=== Required work ===
A. Please rewrite the stretch of the dot-pipe text from "We provide wrapr::apply_right_S4()" through "or non-function object.", substituting "cbind" for "rbind".
B. Name every parameter of the function supplied as the definition in the setMethod call of the dot-pipe text.
C. Carry on writing the dot-pipe text after its final sentence.

We provide wrapr::apply_right_S4() as an S4 dispatch
interface. This flexibility can be used to define special effects such
as “same class to same class” ideas. For example, we can arrange for
data frames to automatically call rbind when piped into
each other. Note that it usually does not make sense to pipe into a
non-expression or non-function object.
> d1 <- data.frame(x = 1)
> d2 <- data.frame(x = 2)
> tryCatch(
+ d1 %.>% d2,
+ error = function(e) { invisible(cat(format(e))) })
wrapr::apply_right_S4 default called with classes:
d1 data.frame
d2 data.frame
must have a more specific S4 method defined to dispatch
NULL
If one sets a generic signature for apply_right_S4 this
can be made a sensible and useful operation.
> setMethod(
+ "apply_right_S4",
+ signature = c("data.frame", "data.frame"),
+ definition = function(pipe_left_arg,
+ pipe_right_arg,
+ pipe_environment,
+ left_arg_name,
+ pipe_string,
+ right_arg_name) {
+ rbind(pipe_left_arg, pipe_right_arg)
+ })
> d1 %.>% d2
x
1 1
2 2
However, the apply_right execution path is only active
when the right pipe argument is a name. The rbind effect
would not work if piped directly into a value. The default
apply_right implementation is an S3 dispatch on the
right pipe argument.
> d1 %.>% data.frame(x = 2)
x
1 2
In this case data.frame(x = 2) was evaluated an an
expression where the dot had the value data.frame(x = 1),
which was in turn ignored.
We have been describing dot-pipe semantics by introducing transformed code that we consider equivalent to the dot-pipe pipeline. Think of that as the specification. Dot-pipe’s implementation is not by code substitution but through execution rules we outline here.
In R, special operators (those written with %) are left
to right associative (meaning a %.>% b %.>% c is
taken to mean (a %.>% b) %.>% c) with fairly high
operator precedence (meaning they are applied earlier than some other
operators).

=== Supplied information ===
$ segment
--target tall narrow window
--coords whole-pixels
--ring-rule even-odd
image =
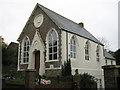
[[[57,34],[54,30],[49,33],[49,60],[57,59]]]
[[[24,40],[24,48],[23,48],[23,63],[27,63],[29,61],[29,47],[30,41],[28,37]]]
[[[97,48],[96,48],[96,60],[97,60],[97,61],[100,60],[100,50],[99,50],[99,46],[97,46]]]
[[[76,58],[76,40],[75,40],[75,37],[72,37],[70,40],[70,57]]]
[[[85,44],[85,60],[89,60],[89,43],[88,43],[88,41]]]
[[[113,61],[111,61],[111,65],[113,65]]]

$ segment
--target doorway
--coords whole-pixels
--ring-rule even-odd
[[[36,70],[36,72],[39,72],[39,68],[40,68],[40,51],[37,50],[35,52],[35,70]]]

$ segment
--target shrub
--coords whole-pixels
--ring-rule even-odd
[[[88,73],[80,74],[80,87],[81,88],[91,88],[96,85],[96,78]]]

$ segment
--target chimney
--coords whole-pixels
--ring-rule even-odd
[[[78,25],[79,25],[80,27],[84,28],[84,23],[80,22],[80,23],[78,23]]]

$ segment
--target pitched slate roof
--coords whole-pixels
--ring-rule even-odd
[[[104,55],[106,59],[115,60],[115,58],[110,53],[108,53],[106,50],[104,50]]]
[[[44,6],[38,4],[38,6],[51,18],[51,20],[60,28],[65,31],[74,33],[81,37],[92,40],[96,43],[101,44],[99,40],[97,40],[92,34],[90,34],[85,28],[80,27],[77,23],[45,8]],[[101,44],[103,45],[103,44]]]

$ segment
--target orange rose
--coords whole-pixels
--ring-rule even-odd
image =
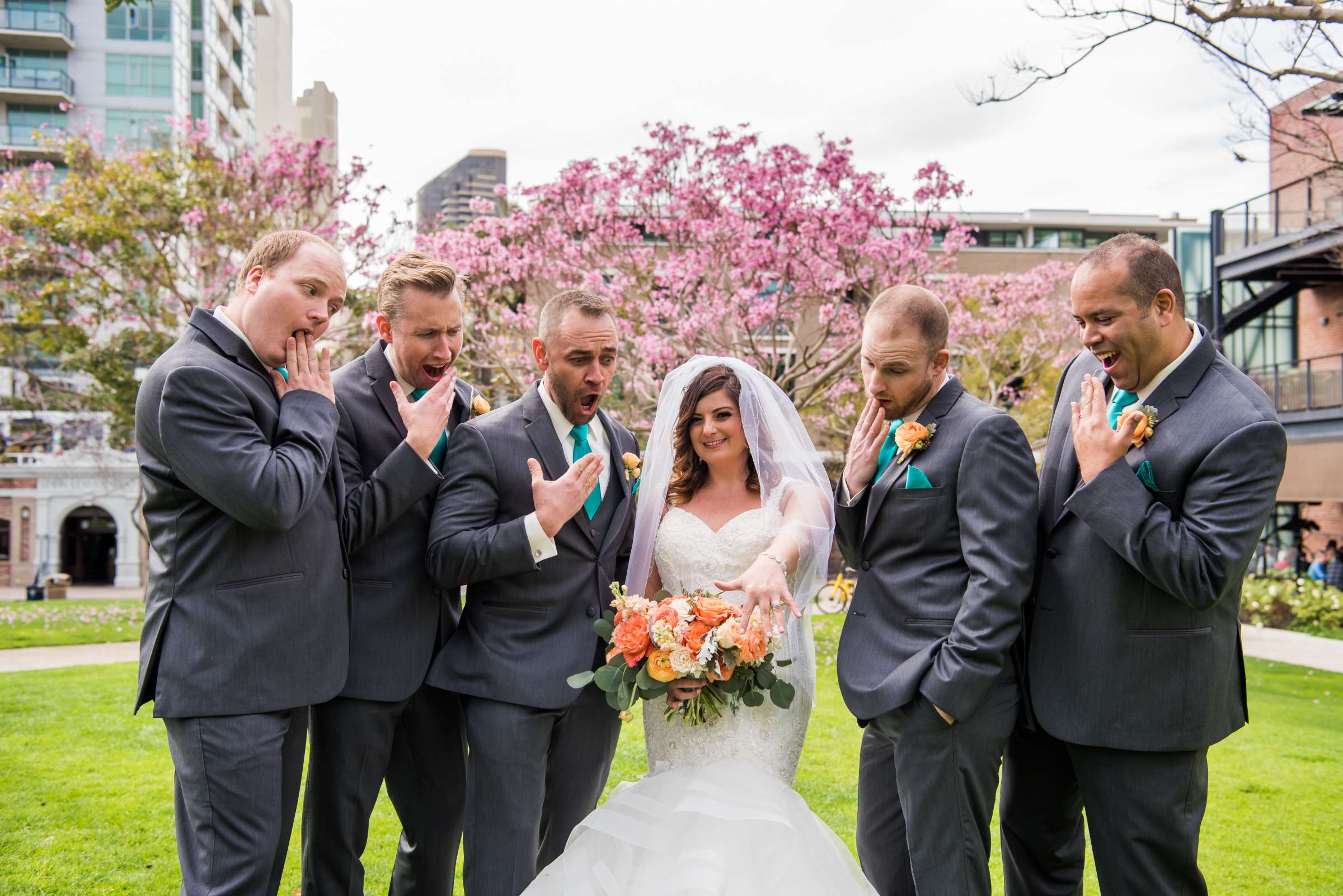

=== Final results ===
A.
We provide wrapr::apply_right_S4() as an S4 dispatch
interface. This flexibility can be used to define special effects such
as “same class to same class” ideas. For example, we can arrange for
data frames to automatically call cbind when piped into
each other. Note that it usually does not make sense to pipe into a
non-expression or non-function object.

B. pipe_left_arg, pipe_right_arg, pipe_environment, left_arg_name, pipe_string, right_arg_name

C.
The dot-pipe semantics are realized by the following processing
rules. a %.>% b is processed as follows:
Def.- We choose the default “control on the left case” (or “L case”)
if the second or right hand side argument b is not a R
language name or other dereferencable entity, otherwise we take the
“control on right case” (or “R case”). We then continue with one of
these two cases.
L case.- S3 dispatch is performed on `apply_left(a, b, env, nm)`, with
`class(a)` being the method-determining argument, and `b` an
un-evaluated R language object. The default implementation of
`apply_left(a, b, env, nm)` is `. <- a ; eval(b)` (performed in
the calling environment).
R case.- We look-up the second or right hand side argument `b` and then
branch as follows.
1. If `b` is now a function, the value `b(a)` is returned.
2. Otherwise, S3 dispatch is performed on
`apply_right(a, b, env, nm)` with `class(b)` as the method
determining argument. If `b` is an S4 object,
`apply_right.default(a, b, env, nm)` in turn dispatches to
`apply_right_S4(a, b, env, nm)`.
This may seem involved, but it is in fact quite regular with only one exception: a dereference triggers right-dispatch. Roughly, the rule is: “treat the second or right hand side argument as an expression, unless it is a name.” The intent is for dot-pipe to have simple semantics that are capable of being combined many ways to allow rich emergent behavior.
The magrittr package supplies a very popular R pipe operators, so it is worth a bit of discussion.
The magrittr package works by capturing entire (possibly more than one step) pipelines un-evaluated and then inspecting the captured code for its own piping symbols. This can be confirmed by looking at the implementation and also by attempting to re-name the magrittr pipe.
> library("magrittr")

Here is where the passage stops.